Prompt —
Print the TV ratings article exactly, everything from "He celebrated a" down to "override her veto.".

____ Passage

The TV Parental Guidelines Monitoring Board dismissed a request from Sen. Roger Marshall, a Republican from Kansas, asking them to update their ratings system so parents could shield their kids from LGBTQ characters.
In a letter responding to Marshall and four other senators, Charles Rivkin, the chairman of the board, argued that parents were satisfied with the current accuracy of television ratings. He pointed to a 2020 national survey that found 95% of parents said they were satisfied with their accuracy and 80% said they had a favorable opinion of the ratings system.
He also said shows with sexual activity are rated more maturely and include an “S” descriptor if they have sexual situations.
“Measures like these coupled with our survey results and viewer comments that regularly reflect a favorable opinion of the TV Parental Guidelines affirm our belief that the current descriptors accurately reflect the content on TV and provide parents with a meaningful tool to assess television content,” Rivkin said.
The TV parental guidelines provide parents with information to help them decide if a show is appropriate for their children. The guidelines were prompted by a 1996 law that asked the entertainment industry to create a voluntary rating system for television.
Asked about the letter, Marshall called it “ambiguous.”
“It was a very ambiguous response,” Marshall said “’Thank you for the letter.’ And that was about it.”
Earlier this month, Marshall and four other Republican senators — Steve Daines of Montana, Mike Braun of Indiana, Mike Lee of Utah and Kevin Cramer of North Dakota — wrote the monitoring board, asking them to update their ratings based on parents concerns about sexual orientation and gender identity on television.
They specifically brought up concerns about gender dysphoria, which is a medical diagnosis for the conflict people feel when the outward appearance of their gender doesn’t match how they feel inside.
“In light of parents raising legitimate concerns on sexual orientation and gender identity content on children’s TV shows, we expect the Board to fulfill its responsibility in updating the TV Parental Guidelines to reflect these concerns,” the letter said.
The letter implies adults are harming children by exposing them to LGBTQ characters, a trope that’s been used against the LGBTQ community since the 1970s. It references a Disney executive who said she would like to see more LGBTQ characters in their programming.
Conservatives have launched a coordinated campaign against Disney for speaking out against a Florida law that forbids public schools from classroom instruction about sexual orientation or gender identity to students in kindergarten through third grade and allows parents to sue school districts if they believe instruction in higher grades is not “age appropriate.”
Opponents of the legislation argue it will have a chilling effect on teachers in schools, effectively preventing them from mentioning a same-sex partner or recognizing if a child has gay or transgender parents.
Disney’s pledge to attempt to overturn the Florida law resulted in a spate of legislation in Congress, including a bill by Missouri Sen. Josh Hawley to strip the company’s copyright protections. Hawley’s bill has little chance of passing.
Marshall is a vocal opponent of transgender rights.
Last year, he introduced a bill that would make it a federal crime for doctors to provide gender confirmation treatment to anyone under 18. Under the bill, which has not gotten a vote in Congress, any doctors who broke the law would be subject to a maximum of five years in prison.
He celebrated a bill in the Kansas Legislature banning transgender children from playing public school sports leagues matching their gender identity. The bill was ultimately vetoed by Gov. Laura Kelly and the Legislature did not have enough votes to override her veto.

________
____ Dataset entries

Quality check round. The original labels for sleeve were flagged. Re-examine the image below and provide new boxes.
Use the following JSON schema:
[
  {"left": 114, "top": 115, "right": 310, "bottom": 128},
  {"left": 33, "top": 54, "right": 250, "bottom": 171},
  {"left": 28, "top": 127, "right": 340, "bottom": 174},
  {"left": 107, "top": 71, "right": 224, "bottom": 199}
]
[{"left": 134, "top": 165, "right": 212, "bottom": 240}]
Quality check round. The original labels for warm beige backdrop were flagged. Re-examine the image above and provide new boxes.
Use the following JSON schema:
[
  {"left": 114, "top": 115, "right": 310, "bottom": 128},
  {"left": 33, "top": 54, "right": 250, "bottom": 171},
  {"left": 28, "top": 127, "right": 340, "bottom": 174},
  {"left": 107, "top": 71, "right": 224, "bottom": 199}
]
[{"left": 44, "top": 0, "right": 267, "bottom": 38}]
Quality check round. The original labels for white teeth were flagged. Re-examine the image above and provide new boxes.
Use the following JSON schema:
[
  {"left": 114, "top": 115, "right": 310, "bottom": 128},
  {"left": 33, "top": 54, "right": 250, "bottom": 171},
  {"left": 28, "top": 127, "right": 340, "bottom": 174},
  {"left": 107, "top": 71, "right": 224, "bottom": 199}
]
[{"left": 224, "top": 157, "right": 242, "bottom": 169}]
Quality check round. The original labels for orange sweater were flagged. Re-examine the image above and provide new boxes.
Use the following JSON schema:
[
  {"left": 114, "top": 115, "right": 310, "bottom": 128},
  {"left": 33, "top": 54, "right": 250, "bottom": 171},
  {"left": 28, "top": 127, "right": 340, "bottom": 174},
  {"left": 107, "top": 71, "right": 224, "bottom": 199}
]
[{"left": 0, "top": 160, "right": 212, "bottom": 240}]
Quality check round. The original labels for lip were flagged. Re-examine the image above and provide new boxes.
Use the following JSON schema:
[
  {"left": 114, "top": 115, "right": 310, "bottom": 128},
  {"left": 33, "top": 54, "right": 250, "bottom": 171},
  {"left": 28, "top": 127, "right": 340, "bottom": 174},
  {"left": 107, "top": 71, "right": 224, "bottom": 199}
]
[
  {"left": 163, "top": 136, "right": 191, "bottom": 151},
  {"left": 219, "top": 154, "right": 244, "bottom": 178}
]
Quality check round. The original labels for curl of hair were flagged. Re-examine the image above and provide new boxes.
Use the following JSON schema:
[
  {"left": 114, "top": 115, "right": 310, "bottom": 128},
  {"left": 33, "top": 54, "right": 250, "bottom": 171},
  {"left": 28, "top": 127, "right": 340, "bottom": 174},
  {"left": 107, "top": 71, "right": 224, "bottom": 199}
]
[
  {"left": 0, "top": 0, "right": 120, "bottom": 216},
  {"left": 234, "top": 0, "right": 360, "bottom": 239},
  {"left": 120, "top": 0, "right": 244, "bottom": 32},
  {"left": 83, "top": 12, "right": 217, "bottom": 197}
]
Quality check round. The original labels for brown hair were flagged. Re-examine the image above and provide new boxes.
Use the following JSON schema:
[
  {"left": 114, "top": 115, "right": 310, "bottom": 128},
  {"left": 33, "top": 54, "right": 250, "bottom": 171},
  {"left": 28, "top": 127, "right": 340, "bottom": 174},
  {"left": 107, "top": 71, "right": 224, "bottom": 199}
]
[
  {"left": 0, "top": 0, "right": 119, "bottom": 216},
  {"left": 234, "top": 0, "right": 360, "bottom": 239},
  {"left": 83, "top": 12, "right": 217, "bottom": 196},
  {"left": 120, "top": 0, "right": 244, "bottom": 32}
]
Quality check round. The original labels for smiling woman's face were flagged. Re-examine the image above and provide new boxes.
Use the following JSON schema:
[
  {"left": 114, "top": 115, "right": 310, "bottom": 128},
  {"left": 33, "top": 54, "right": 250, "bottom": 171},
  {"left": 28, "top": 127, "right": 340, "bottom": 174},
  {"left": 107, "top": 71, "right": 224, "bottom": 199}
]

________

Expected answer —
He celebrated a bill in the Kansas Legislature banning transgender children from playing public school sports leagues matching their gender identity. The bill was ultimately vetoed by Gov. Laura Kelly and the Legislature did not have enough votes to override her veto.